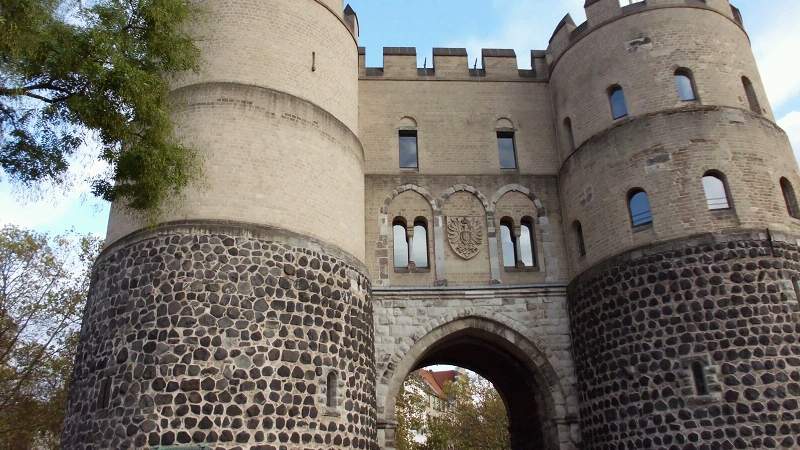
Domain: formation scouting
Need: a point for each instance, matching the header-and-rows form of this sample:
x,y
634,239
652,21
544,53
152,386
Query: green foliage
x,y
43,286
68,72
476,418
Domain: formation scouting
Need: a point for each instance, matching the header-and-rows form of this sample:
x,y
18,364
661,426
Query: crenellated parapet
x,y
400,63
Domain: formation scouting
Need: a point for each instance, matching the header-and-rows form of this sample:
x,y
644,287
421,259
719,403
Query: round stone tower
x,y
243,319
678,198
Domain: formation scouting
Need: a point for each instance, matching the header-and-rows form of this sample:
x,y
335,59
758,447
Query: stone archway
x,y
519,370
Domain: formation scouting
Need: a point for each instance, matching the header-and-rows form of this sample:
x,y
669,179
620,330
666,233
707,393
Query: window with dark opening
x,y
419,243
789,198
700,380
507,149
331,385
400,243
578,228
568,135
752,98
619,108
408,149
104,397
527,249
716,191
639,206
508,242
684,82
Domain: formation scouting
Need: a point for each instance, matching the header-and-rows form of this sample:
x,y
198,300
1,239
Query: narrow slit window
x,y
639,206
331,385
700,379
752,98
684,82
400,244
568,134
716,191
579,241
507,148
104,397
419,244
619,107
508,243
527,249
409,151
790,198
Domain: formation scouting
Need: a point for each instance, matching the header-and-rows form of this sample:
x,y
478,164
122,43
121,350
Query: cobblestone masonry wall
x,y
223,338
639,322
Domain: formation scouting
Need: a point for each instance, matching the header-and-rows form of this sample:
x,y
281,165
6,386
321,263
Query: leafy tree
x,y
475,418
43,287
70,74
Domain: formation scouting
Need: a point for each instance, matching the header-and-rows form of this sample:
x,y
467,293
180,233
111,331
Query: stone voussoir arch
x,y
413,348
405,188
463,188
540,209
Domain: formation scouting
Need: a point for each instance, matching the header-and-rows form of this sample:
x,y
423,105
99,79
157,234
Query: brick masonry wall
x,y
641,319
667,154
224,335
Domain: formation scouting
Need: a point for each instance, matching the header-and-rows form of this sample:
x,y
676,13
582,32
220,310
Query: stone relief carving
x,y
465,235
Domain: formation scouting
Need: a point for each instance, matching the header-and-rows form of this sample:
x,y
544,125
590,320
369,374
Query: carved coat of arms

» **WHAT IS BEING ASKED**:
Which lines in the rows above contain the word "Query"? Copy out each of those lines.

» **THE RESULT**:
Query: green foliage
Query: crenellated parapet
Query: round stone tower
Query: stone archway
Query: window with dark opening
Query: narrow slit window
Query: cobblestone masonry wall
Query: leafy tree
Query: stone voussoir arch
Query: brick masonry wall
Query: stone relief carving
Query: carved coat of arms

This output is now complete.